Activity:
Show all the lines in the data below that include the word "window".

··· Record extracts ···

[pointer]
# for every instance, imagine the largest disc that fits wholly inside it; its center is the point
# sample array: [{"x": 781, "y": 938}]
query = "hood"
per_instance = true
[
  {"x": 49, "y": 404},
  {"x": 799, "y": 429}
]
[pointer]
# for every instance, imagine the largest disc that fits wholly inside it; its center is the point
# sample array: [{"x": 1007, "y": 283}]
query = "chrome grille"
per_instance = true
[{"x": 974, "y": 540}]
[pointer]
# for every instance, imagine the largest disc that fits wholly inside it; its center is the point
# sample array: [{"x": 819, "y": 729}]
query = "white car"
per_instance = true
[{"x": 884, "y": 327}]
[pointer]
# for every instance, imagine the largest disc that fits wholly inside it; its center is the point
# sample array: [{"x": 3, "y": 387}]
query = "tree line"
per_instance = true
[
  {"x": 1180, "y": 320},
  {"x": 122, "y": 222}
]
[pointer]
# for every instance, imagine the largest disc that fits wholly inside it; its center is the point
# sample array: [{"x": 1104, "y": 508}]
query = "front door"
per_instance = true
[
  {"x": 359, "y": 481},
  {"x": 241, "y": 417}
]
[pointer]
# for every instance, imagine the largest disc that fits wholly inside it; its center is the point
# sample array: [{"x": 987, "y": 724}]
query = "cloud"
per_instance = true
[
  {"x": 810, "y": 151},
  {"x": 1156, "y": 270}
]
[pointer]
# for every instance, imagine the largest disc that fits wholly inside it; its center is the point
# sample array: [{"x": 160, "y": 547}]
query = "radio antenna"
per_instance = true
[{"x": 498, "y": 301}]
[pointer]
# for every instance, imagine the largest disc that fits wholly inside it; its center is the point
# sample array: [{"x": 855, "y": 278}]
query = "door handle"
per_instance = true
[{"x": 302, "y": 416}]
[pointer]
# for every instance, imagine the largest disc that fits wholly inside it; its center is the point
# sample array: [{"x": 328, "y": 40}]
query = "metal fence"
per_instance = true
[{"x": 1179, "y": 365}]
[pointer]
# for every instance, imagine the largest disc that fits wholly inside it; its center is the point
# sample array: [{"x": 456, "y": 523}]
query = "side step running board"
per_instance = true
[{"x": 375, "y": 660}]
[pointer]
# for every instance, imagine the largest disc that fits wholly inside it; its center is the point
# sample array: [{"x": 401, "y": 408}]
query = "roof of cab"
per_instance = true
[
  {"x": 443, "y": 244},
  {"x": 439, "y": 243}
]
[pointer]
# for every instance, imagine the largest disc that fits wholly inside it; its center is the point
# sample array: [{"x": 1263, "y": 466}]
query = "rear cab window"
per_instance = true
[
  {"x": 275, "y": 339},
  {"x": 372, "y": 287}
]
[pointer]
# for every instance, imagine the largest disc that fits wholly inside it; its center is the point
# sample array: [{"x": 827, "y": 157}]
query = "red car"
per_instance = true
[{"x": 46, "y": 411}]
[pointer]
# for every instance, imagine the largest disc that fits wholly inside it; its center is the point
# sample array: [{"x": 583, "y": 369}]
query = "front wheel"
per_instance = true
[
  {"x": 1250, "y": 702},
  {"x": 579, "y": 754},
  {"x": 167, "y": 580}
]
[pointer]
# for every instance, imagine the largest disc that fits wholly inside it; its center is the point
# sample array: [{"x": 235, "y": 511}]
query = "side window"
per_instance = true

···

Response area:
query = "rear cab window"
query = "side window"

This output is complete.